■ What this task involves ■
Take the data below and extract the lines from the one with "93L220 101L225 100L227" to the one with "box: [187, 53, 203, 70]", inclusive, exactly as written.

■ Records to use ■
——————————

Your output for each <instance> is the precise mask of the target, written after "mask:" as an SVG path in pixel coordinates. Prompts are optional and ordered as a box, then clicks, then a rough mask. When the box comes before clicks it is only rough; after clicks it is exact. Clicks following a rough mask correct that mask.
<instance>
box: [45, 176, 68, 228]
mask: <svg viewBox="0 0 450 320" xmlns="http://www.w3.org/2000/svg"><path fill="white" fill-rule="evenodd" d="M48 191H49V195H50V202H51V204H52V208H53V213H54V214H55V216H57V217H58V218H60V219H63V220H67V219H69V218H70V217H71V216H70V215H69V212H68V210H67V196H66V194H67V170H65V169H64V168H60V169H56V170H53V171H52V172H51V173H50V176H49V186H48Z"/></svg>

——————————

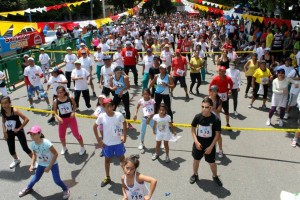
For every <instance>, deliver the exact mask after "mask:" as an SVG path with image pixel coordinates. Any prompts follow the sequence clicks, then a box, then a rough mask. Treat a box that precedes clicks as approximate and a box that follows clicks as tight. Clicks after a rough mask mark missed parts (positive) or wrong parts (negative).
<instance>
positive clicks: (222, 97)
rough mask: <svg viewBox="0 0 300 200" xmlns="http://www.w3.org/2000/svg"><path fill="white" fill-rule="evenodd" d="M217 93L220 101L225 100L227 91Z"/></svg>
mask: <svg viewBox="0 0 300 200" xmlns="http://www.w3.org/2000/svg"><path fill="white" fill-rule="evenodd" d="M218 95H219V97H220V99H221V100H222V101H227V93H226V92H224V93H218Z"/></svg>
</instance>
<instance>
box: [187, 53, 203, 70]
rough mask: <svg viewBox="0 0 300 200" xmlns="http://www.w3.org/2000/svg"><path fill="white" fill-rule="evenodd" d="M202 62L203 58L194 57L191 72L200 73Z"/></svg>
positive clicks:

——————————

■ Result ■
rough mask: <svg viewBox="0 0 300 200" xmlns="http://www.w3.org/2000/svg"><path fill="white" fill-rule="evenodd" d="M217 93L220 101L225 100L227 91Z"/></svg>
mask: <svg viewBox="0 0 300 200" xmlns="http://www.w3.org/2000/svg"><path fill="white" fill-rule="evenodd" d="M218 95H219V97H220V99H221V100H222V101H227V93H226V92H224V93H218Z"/></svg>
</instance>
<instance>
box: [187, 53, 203, 70]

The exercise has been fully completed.